--- start ---

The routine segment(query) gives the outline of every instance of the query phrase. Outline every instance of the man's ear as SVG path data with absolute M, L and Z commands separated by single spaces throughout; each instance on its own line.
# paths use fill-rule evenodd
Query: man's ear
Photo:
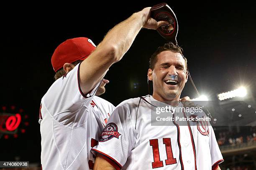
M 63 65 L 63 69 L 66 73 L 71 71 L 74 67 L 74 66 L 73 64 L 69 62 L 66 62 Z
M 187 71 L 186 72 L 186 82 L 187 82 L 187 77 L 188 77 L 188 73 L 187 73 Z
M 148 78 L 151 81 L 152 81 L 153 80 L 153 78 L 152 77 L 152 72 L 153 71 L 152 70 L 151 70 L 150 68 L 148 69 Z

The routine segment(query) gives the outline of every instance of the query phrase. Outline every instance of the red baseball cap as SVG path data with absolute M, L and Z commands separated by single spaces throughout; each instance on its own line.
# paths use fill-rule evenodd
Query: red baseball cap
M 88 38 L 79 37 L 66 40 L 55 49 L 51 56 L 51 65 L 55 72 L 61 68 L 66 62 L 72 63 L 84 60 L 96 48 L 92 41 Z

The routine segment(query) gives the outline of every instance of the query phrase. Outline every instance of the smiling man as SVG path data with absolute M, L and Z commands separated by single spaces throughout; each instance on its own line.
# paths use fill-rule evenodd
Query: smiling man
M 97 155 L 94 170 L 220 169 L 223 160 L 211 126 L 202 130 L 197 122 L 186 121 L 184 125 L 174 120 L 152 125 L 156 108 L 183 107 L 179 101 L 188 75 L 182 51 L 169 42 L 152 55 L 148 78 L 153 81 L 153 95 L 130 99 L 117 107 L 92 150 Z M 168 115 L 179 114 L 172 113 Z M 182 114 L 187 117 L 188 113 Z

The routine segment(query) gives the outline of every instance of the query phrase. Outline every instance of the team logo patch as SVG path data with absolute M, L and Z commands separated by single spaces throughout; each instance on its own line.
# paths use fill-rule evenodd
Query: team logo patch
M 197 117 L 195 115 L 191 115 L 190 117 L 194 117 L 195 118 Z M 205 118 L 203 116 L 202 118 Z M 193 122 L 195 122 L 195 121 Z M 208 135 L 209 134 L 209 127 L 208 126 L 208 122 L 206 121 L 197 121 L 197 130 L 200 132 L 200 133 L 205 136 Z
M 105 142 L 114 137 L 119 139 L 120 135 L 121 134 L 118 132 L 118 128 L 116 125 L 114 123 L 110 123 L 103 129 L 99 142 Z

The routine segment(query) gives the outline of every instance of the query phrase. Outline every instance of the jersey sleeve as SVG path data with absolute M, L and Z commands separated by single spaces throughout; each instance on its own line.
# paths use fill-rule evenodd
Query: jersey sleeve
M 128 108 L 124 105 L 118 106 L 108 123 L 97 146 L 92 149 L 92 152 L 107 160 L 116 169 L 120 169 L 126 162 L 136 141 Z
M 82 105 L 89 107 L 91 97 L 94 95 L 100 83 L 99 82 L 88 94 L 83 94 L 80 87 L 79 67 L 80 64 L 56 80 L 43 98 L 42 105 L 56 120 L 70 118 L 63 113 L 75 113 Z
M 220 148 L 218 145 L 213 129 L 209 126 L 209 145 L 212 160 L 212 169 L 215 170 L 219 164 L 224 161 Z

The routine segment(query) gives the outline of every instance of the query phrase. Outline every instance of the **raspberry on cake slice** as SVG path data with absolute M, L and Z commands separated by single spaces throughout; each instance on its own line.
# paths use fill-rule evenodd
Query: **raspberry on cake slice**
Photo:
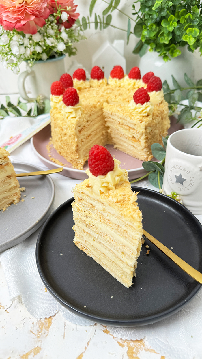
M 162 83 L 160 77 L 152 76 L 149 81 L 147 90 L 150 96 L 151 102 L 154 105 L 158 105 L 164 99 Z
M 96 88 L 100 86 L 105 86 L 107 84 L 107 80 L 104 74 L 99 66 L 94 66 L 90 73 L 90 84 L 91 87 Z
M 120 164 L 102 146 L 95 145 L 89 151 L 89 178 L 74 191 L 74 242 L 129 288 L 141 250 L 142 217 Z
M 124 72 L 119 65 L 114 66 L 110 73 L 108 83 L 114 87 L 120 87 L 124 80 Z
M 128 75 L 125 76 L 124 80 L 121 84 L 121 87 L 134 90 L 144 87 L 139 67 L 136 66 L 131 69 Z
M 77 69 L 72 77 L 74 87 L 79 91 L 90 87 L 89 81 L 86 81 L 85 71 L 83 69 Z
M 63 74 L 60 79 L 65 89 L 68 87 L 73 87 L 73 80 L 69 74 Z

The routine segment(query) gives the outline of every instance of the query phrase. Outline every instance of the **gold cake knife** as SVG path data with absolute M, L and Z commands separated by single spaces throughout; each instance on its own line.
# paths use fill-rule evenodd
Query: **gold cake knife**
M 155 244 L 161 252 L 163 252 L 168 257 L 169 257 L 170 259 L 172 259 L 183 270 L 189 275 L 190 275 L 192 278 L 193 278 L 195 280 L 197 281 L 201 284 L 202 284 L 202 273 L 200 273 L 196 269 L 193 268 L 193 267 L 190 266 L 188 263 L 184 262 L 182 259 L 180 258 L 179 257 L 175 254 L 173 252 L 168 249 L 168 248 L 166 247 L 165 246 L 156 239 L 154 237 L 150 234 L 149 233 L 146 232 L 146 230 L 144 229 L 143 229 L 143 234 L 149 241 Z
M 38 171 L 37 172 L 25 172 L 24 173 L 16 173 L 17 177 L 24 177 L 25 176 L 37 176 L 40 174 L 50 174 L 51 173 L 56 173 L 57 172 L 62 172 L 63 167 L 55 168 L 54 169 L 48 169 L 47 171 Z

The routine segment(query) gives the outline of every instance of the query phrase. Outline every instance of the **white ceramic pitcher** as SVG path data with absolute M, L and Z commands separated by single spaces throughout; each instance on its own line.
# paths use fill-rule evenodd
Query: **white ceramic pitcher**
M 30 72 L 24 71 L 20 74 L 18 85 L 20 95 L 26 101 L 34 101 L 37 96 L 42 94 L 49 98 L 51 84 L 59 81 L 60 76 L 65 72 L 64 59 L 66 55 L 46 61 L 40 60 L 31 67 Z M 26 79 L 29 77 L 32 97 L 29 97 L 25 87 Z

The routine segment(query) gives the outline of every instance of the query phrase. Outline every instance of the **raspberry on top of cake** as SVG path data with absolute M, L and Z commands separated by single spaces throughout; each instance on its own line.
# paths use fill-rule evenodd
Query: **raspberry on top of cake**
M 128 107 L 134 114 L 141 115 L 144 117 L 152 114 L 154 105 L 150 102 L 150 97 L 146 89 L 138 89 L 133 95 L 133 99 L 128 104 Z
M 137 66 L 132 67 L 128 75 L 124 77 L 123 82 L 121 84 L 121 87 L 126 89 L 136 89 L 144 87 L 144 84 L 141 79 L 141 75 L 139 67 Z
M 124 72 L 123 68 L 119 65 L 116 65 L 110 73 L 108 83 L 114 87 L 120 87 L 124 81 Z
M 150 96 L 150 101 L 154 105 L 158 105 L 164 99 L 162 83 L 160 77 L 152 76 L 149 81 L 147 90 Z
M 94 66 L 91 70 L 90 84 L 91 87 L 95 88 L 107 84 L 107 80 L 104 77 L 104 72 L 99 66 Z
M 77 69 L 72 76 L 74 87 L 78 90 L 90 87 L 89 81 L 86 81 L 85 72 L 83 69 Z
M 104 147 L 89 153 L 89 178 L 76 185 L 72 204 L 76 245 L 127 288 L 141 250 L 142 214 L 127 171 Z

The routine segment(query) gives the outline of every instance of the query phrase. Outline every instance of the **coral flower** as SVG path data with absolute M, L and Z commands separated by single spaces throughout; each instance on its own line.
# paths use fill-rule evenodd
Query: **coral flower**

--- end ---

-- Task to carry out --
Starting at the line with "of the **coral", copy every line up to and including the last one in the entries above.

-- Answer --
The routine segment(query) gives the outline of every instance of the query phrase. Outline every instance of the **coral flower** as SVG path data with absolute M, L and Z commands separated by single spaces throughout; each instance on its own line.
# paths use fill-rule evenodd
Query: **coral flower**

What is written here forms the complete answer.